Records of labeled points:

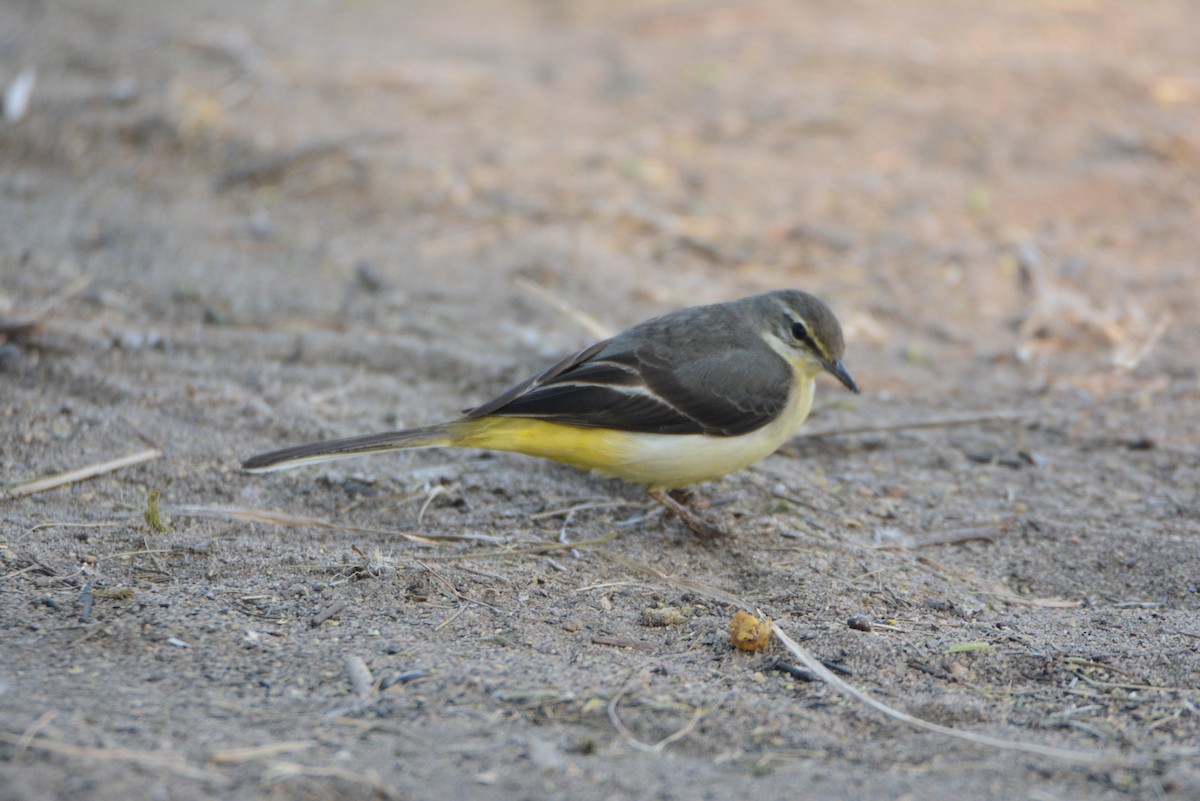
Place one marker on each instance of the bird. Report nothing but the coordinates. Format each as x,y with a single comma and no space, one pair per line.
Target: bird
672,402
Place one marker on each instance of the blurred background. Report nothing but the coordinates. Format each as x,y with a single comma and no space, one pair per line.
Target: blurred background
988,181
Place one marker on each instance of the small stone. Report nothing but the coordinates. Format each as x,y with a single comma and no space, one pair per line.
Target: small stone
663,616
859,622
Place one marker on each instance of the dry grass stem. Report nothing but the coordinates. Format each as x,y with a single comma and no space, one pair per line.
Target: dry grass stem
370,778
238,756
821,672
82,474
582,319
298,521
165,759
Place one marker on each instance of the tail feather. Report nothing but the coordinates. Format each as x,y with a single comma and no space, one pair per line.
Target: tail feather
351,446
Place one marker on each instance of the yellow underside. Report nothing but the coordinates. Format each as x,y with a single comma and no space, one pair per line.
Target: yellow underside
659,461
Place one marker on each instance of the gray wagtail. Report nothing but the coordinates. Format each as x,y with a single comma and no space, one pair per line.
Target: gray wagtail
671,402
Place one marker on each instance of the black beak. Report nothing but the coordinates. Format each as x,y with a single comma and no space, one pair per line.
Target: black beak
839,372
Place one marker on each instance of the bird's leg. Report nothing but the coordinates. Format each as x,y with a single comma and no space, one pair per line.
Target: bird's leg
693,521
688,497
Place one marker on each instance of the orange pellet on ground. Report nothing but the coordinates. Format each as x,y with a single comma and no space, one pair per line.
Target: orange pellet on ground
748,633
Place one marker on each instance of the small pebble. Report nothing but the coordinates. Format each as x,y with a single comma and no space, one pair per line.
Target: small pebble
663,616
861,622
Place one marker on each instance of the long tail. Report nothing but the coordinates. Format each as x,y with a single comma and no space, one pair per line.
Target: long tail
345,449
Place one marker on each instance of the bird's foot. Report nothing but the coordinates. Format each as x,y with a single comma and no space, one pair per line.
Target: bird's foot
696,523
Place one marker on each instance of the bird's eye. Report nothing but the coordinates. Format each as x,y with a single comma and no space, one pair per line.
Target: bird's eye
801,332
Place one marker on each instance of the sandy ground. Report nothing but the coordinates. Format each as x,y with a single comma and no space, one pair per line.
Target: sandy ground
243,226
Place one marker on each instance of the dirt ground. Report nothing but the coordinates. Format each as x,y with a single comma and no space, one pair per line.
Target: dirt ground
243,226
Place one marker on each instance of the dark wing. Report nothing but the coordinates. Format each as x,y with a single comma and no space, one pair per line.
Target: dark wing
636,387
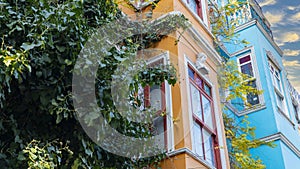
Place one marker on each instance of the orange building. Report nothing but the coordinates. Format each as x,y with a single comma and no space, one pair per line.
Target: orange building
194,132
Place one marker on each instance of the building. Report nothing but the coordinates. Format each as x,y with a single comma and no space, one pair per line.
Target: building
195,133
275,113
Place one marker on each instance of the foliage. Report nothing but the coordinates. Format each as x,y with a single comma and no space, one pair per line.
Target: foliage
239,134
235,84
40,44
241,138
224,28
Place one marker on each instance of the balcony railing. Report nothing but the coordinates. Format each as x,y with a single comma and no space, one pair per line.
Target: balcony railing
294,94
251,11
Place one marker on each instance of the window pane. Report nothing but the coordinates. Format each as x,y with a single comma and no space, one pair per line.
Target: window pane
253,99
207,89
247,69
245,59
208,147
207,112
196,102
191,73
193,6
199,82
279,102
158,131
155,98
197,140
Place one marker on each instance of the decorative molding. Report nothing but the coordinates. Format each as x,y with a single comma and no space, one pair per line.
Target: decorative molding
273,60
140,4
200,21
192,154
201,59
205,45
286,141
247,111
269,38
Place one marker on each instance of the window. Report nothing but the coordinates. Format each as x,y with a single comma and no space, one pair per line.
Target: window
198,7
245,64
276,80
204,132
154,98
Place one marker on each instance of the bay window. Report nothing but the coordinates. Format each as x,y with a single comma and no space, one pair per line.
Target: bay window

_Requirement_: Above are the records. Copy exactly, and only, the lines from the line containing "Place one marker on each instance of the dark" through the last one, omitting any pictures.

_The response_:
Place one marker on each instance of the dark wing. Report nothing but the coordinates. Format each as x,y with a single comma and no space, one pair per line.
Target: dark wing
636,387
Place one marker on each instance of the orange building. Report nothing but the coordinates. Format each as x,y with a single comma and no space, one pair per line.
Target: orange building
194,132
Place one marker on each instance of the building. Report nothing but the coordinates. Format each as x,y with a single comma and no space, one pair per line.
Target: building
195,133
275,113
Place one marker on each instance of the foliage. Report nothing but the coordinates. Format each as x,y with a single comma and no space, one pair per line.
Target: foliage
239,134
235,84
40,44
241,138
224,28
Place one marker on each instance of the balcony railing. Report nothing but the coordinates. Format each as x,y with a single comma and no space, one pair per line.
Target: balcony railing
294,94
251,11
Place one marker on each instance of the window pane. Report nothing but the coordinates. Format each as x,y with a single comma and no space, one pair per line.
Target: window pane
253,99
207,89
247,69
245,59
208,147
207,112
196,102
191,73
193,6
199,82
279,102
158,131
155,98
197,140
Place one marker on each instance of the decorative molding. Report nothing but the coordinates. Format each as x,y with a single comma and no space, one pair per line.
Target: decorative molding
273,60
140,4
200,21
192,154
201,59
205,45
286,141
247,111
269,38
Place one marker on each instance of the window. Report nothing but the coordinates. Format each as x,y with a single comma and no space, one pair per line.
Target: window
198,7
245,64
276,80
204,132
154,98
Place one marker on each instance of the bay window. Report nothing but the coordinates. Format each as x,y with a single comma and no space, one pair per line.
Target: bay window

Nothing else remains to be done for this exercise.